● **EXERCISE INSTRUCTIONS**
a – Reproduce, word for word, the portion of the passage on the Utah Beach landings that begins with the words containing "In the early" and ends with "future Allied operations.".
b – Carry on the passage about the Allied landings at Utah Beach, beginning immediately after its final sentence.

● **SELECTED EXTRACT**
In the early hours of June 6, 1944, the U.S. 82nd Airborne and 101st Airborne divisions landed at the base of the Cotentin Peninsula. Although the landings were scattered, they nevertheless secured most of the routes by which the U.S. VII Corps would advance from Utah Beach, the right (west) flank of the Allied forces separated from the landings at Omaha and the other beachheads by the river Douve. The U.S. 4th Infantry Division landed on Utah Beach shortly after dawn with few casualties, and began staging for a move against Cherbourg, a fortified port critical to future Allied operations.

In the immediate aftermath of the landings, the priority for the Allies at Utah Beach was to link up with the Allied landings further east. This job was assigned to the 101st Airborne, who had landed in the area and had been both conducting raids against inland targets (such as artillery emplacements) and securing and cutting off the area from German reinforcements.

● **INFORMATION SUPPLIED**
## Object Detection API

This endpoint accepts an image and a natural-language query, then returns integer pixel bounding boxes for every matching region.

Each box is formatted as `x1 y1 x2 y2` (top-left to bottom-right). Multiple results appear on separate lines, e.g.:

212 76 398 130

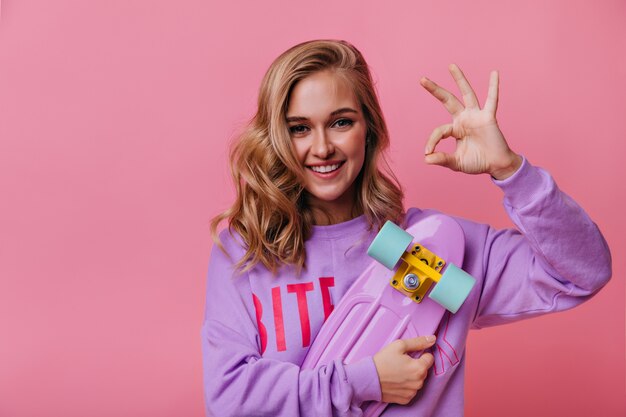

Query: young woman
202 40 611 416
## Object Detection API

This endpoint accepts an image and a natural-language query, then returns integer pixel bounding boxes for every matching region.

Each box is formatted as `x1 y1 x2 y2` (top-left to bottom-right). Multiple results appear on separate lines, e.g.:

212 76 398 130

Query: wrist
489 152 524 181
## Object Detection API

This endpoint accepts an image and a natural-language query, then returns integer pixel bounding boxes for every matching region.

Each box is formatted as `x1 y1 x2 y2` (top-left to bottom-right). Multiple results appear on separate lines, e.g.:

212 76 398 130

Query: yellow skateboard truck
390 243 446 304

● **RESPONSES**
a –
In the early hours of June 6, 1944, the U.S. 82nd Airborne and 101st Airborne divisions landed at the base of the Cotentin Peninsula. Although the landings were scattered, they nevertheless secured most of the routes by which the U.S. VII Corps would advance from Utah Beach, the right (west) flank of the Allied forces separated from the landings at Omaha and the other beachheads by the river Douve. The U.S. 4th Infantry Division landed on Utah Beach shortly after dawn with few casualties, and began staging for a move against Cherbourg, a fortified port critical to future Allied operations.

b –
By June 9, the 101st Airborne had reorganized sufficiently from the haphazard scattering of its units. It managed to cross the flooded Douve using a few causeways across the flooded fields. The next day Carentan fell to the 101st in the Battle of Carentan. Beginning with a dawn assault, it was an all-day, hard-fought, house-to-house battle against German troops embedded in strongly prepared positions. The capture of the town gave the Allies a continuous front joining Omaha to Utah Beach and the other three lodgments to the east of Omaha. US forces maintained possession of the town despite a German armor-reinforced counterattack on June 13 just to the southwest of town known as the Battle of Bloody Gulch.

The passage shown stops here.